RECORDED INFORMATION:
◆ ◆ ◆

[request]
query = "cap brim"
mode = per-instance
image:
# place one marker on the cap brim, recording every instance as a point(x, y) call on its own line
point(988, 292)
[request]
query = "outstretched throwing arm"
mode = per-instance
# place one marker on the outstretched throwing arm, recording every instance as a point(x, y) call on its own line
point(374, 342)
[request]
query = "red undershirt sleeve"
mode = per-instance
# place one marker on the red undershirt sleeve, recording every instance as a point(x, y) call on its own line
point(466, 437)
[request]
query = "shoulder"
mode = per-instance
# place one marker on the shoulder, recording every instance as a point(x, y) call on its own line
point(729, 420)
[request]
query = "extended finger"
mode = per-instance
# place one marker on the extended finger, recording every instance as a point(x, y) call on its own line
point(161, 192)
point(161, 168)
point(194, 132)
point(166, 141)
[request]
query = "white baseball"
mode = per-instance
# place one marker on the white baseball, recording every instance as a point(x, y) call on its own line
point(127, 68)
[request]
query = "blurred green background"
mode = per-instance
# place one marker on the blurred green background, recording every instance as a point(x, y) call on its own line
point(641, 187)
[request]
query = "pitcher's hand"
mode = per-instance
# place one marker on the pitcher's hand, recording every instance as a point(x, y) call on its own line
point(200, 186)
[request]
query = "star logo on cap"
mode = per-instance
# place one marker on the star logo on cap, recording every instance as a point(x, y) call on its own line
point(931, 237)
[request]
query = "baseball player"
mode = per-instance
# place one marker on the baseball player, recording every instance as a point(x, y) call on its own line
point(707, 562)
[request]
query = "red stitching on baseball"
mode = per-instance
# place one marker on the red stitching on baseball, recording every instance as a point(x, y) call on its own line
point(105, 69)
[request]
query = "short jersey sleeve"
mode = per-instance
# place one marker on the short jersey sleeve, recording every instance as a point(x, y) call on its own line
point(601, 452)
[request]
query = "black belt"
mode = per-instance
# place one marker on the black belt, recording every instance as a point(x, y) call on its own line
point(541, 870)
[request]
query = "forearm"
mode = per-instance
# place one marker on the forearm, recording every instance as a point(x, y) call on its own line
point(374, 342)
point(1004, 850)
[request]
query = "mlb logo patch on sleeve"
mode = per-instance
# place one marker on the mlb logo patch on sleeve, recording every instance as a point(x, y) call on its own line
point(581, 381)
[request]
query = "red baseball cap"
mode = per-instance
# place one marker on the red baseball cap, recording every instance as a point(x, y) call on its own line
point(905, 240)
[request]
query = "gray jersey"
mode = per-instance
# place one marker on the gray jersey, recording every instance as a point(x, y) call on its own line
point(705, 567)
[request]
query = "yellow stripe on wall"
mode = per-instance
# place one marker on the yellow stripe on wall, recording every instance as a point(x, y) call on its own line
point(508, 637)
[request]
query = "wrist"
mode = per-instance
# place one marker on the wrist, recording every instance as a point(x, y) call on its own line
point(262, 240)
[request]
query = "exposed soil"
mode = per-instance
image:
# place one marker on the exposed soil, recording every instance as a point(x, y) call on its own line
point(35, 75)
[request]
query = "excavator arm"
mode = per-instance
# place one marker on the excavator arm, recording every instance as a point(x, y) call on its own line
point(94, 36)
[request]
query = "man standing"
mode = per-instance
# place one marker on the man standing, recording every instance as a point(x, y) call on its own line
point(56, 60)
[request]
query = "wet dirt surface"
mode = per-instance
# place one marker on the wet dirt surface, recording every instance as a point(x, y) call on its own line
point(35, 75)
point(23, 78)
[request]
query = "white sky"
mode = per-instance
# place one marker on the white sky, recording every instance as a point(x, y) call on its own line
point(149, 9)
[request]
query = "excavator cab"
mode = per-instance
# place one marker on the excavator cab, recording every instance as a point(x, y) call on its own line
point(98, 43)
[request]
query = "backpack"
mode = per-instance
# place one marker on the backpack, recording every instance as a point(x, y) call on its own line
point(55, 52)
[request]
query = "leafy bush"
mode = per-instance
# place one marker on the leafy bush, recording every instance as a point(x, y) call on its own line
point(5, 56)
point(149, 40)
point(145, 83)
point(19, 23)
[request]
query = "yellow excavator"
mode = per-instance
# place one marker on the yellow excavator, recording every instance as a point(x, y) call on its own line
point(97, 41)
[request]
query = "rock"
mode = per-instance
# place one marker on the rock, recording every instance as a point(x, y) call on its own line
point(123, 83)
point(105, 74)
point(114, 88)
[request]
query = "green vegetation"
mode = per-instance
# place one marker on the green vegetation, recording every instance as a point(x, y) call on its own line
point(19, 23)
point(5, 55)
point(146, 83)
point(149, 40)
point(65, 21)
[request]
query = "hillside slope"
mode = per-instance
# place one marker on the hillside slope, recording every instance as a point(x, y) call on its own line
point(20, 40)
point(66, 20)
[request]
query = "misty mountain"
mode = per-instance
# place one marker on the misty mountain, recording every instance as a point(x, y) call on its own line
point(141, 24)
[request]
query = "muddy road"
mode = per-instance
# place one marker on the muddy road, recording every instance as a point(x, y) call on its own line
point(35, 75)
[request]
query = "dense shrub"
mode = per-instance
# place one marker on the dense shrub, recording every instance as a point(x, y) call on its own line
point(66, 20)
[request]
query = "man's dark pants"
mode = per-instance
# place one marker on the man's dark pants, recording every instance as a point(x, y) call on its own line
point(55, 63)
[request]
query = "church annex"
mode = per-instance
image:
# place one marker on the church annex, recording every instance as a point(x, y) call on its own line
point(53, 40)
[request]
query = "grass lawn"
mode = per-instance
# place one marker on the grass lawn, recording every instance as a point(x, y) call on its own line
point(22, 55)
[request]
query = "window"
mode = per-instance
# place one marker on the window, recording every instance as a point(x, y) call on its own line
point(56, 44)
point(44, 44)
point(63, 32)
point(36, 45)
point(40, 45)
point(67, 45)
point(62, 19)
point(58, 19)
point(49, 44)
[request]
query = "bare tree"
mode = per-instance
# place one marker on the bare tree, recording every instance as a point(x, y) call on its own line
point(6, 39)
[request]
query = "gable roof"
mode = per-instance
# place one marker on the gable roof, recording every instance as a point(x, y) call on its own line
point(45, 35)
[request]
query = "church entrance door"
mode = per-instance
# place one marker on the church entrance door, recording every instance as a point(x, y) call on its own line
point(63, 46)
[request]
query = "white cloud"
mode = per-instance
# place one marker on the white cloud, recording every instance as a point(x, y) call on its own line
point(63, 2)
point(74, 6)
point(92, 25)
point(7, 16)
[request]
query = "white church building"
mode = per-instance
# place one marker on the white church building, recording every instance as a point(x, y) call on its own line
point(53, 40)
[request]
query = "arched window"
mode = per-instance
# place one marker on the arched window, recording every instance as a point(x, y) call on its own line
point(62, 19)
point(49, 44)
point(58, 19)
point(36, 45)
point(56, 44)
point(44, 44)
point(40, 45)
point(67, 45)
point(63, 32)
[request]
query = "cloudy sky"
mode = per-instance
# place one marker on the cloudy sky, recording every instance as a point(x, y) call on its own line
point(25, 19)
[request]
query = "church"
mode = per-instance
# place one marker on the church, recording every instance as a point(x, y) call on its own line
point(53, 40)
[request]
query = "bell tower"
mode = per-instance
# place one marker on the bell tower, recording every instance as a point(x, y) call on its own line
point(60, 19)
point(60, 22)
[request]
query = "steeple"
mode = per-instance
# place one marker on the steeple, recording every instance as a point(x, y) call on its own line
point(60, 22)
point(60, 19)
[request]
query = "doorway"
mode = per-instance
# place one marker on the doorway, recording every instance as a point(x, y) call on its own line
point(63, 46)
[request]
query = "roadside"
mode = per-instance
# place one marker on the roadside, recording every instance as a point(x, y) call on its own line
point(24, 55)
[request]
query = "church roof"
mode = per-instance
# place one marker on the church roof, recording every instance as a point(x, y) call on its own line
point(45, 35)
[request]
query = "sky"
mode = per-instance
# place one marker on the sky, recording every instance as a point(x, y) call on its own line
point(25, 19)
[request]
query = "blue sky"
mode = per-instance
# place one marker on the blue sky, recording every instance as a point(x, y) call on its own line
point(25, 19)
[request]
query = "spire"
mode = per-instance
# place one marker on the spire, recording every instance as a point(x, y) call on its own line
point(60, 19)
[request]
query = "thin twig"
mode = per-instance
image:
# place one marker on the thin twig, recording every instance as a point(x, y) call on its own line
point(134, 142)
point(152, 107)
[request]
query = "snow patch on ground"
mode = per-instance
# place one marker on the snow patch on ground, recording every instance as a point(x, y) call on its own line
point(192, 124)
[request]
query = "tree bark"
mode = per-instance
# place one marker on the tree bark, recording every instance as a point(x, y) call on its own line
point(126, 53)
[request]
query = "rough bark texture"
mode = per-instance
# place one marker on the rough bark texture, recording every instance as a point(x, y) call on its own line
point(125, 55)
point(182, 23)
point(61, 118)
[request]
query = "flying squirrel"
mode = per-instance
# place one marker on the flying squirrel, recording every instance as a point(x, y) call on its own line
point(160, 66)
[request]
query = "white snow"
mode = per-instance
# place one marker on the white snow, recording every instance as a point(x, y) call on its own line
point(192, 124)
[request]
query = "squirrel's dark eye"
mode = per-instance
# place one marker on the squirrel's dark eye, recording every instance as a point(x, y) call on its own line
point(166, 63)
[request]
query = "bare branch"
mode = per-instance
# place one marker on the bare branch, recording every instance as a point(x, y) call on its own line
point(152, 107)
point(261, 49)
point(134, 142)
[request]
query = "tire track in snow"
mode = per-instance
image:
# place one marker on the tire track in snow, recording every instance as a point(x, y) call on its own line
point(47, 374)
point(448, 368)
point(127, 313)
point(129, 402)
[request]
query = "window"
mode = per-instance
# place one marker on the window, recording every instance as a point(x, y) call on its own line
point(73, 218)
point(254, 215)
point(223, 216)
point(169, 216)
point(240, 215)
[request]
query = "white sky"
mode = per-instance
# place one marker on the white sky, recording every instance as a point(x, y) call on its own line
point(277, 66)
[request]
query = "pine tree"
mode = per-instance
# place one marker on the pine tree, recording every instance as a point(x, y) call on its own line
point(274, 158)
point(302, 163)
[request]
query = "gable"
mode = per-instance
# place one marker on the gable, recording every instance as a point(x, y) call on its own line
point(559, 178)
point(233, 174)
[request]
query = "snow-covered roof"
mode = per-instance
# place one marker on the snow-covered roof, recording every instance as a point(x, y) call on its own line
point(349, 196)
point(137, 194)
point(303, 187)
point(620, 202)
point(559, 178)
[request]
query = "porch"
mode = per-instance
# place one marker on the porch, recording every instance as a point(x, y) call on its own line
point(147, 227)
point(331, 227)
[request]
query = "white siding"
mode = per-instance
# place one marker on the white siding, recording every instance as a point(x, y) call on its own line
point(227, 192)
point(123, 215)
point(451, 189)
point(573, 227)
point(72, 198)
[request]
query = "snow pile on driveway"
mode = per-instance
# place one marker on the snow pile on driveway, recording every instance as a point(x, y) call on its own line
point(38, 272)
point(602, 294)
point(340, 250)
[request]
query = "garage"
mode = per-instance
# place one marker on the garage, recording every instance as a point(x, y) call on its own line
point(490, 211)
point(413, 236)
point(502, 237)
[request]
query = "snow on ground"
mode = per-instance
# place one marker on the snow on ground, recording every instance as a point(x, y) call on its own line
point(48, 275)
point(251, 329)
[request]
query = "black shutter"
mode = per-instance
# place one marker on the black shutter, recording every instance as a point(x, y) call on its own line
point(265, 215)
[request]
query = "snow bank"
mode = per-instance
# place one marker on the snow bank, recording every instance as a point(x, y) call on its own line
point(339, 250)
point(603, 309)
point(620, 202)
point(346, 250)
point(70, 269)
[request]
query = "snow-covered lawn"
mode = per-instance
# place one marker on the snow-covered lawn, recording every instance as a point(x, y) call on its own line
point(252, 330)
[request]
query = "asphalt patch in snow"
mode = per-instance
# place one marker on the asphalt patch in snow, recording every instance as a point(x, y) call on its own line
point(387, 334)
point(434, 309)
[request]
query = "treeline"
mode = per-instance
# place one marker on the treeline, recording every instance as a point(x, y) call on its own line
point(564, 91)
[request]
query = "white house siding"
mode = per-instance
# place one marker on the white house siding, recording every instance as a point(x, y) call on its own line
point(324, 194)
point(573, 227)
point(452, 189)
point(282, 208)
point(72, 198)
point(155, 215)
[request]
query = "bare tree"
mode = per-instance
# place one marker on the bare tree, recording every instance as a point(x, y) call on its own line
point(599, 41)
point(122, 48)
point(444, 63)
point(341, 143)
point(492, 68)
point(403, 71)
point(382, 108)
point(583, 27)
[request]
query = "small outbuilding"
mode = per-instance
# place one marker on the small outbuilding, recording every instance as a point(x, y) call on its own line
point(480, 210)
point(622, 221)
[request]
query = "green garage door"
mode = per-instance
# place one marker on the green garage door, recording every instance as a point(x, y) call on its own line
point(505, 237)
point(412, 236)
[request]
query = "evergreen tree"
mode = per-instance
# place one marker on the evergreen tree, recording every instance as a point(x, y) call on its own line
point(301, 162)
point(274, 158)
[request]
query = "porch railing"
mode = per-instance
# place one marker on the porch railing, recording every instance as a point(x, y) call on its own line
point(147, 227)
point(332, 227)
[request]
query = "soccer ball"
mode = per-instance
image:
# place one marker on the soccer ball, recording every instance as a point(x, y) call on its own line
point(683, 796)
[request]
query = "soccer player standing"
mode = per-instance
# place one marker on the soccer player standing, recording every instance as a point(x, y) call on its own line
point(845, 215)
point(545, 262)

◆ ◆ ◆

GIVEN INSTRUCTION:
Give the records again from their first line through the line containing "point(466, 437)", substituting "dot" for every "marker" and leaving everything else unchanged.

SOLUTION:
[request]
query = "cap brim"
mode = per-instance
image:
# place one dot on the cap brim, recording every instance as a point(x, y) call on its own line
point(988, 292)
[request]
query = "outstretched throwing arm"
mode = per-instance
# place one dot on the outstretched throwing arm, recording every instance as a point(x, y) call on its own line
point(374, 342)
[request]
query = "red undershirt sleeve"
mode = per-instance
# place one dot on the red undershirt sleeve, recording every instance as a point(x, y) call on its own line
point(466, 437)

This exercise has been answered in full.